What the task asks:
Locate each line in the entries below that contains the word "strawberry" and copy every such line.

Material for this task:
= = = = = = =

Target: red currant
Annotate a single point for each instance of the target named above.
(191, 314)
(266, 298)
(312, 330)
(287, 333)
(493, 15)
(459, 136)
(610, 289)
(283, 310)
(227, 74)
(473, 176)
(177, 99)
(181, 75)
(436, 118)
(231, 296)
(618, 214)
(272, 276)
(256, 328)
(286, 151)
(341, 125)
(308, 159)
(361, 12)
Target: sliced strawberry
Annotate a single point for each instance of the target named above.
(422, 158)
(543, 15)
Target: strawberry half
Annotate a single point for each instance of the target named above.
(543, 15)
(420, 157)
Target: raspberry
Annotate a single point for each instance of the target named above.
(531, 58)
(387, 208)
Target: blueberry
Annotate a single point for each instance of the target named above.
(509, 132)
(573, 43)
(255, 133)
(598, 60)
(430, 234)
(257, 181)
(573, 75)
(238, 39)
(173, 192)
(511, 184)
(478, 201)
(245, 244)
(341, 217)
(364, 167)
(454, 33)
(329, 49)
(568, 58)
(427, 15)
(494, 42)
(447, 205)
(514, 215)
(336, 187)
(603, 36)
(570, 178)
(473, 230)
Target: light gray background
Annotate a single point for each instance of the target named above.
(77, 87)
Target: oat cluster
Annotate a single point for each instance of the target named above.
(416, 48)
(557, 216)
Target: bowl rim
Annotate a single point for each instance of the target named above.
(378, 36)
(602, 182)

= = = = = = =

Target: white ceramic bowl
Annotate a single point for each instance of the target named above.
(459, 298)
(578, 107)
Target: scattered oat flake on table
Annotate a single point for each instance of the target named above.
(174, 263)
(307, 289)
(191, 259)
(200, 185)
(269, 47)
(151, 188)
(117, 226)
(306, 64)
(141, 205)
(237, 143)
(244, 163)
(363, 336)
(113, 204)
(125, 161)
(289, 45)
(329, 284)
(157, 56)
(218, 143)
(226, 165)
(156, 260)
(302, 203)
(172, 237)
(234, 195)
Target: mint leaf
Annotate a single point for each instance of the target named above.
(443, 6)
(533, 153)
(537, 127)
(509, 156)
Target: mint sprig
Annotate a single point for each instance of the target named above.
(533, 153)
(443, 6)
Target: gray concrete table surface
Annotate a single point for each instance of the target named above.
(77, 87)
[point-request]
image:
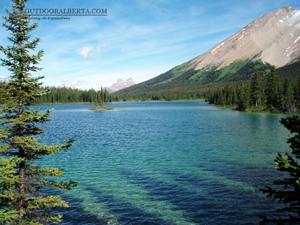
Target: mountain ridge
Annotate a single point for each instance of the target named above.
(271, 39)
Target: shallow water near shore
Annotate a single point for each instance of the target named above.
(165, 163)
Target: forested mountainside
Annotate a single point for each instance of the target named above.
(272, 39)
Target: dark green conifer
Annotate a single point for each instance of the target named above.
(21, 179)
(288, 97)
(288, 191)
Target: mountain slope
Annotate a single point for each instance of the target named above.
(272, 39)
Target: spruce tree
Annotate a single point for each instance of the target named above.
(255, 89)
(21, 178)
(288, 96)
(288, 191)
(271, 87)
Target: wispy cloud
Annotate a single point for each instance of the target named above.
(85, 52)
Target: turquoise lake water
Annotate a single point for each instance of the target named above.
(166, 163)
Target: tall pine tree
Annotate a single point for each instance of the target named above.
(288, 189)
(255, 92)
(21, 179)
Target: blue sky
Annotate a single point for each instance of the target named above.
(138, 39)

= = = = = = =

The reply:
Target: sliced strawberry
Target: strawberry half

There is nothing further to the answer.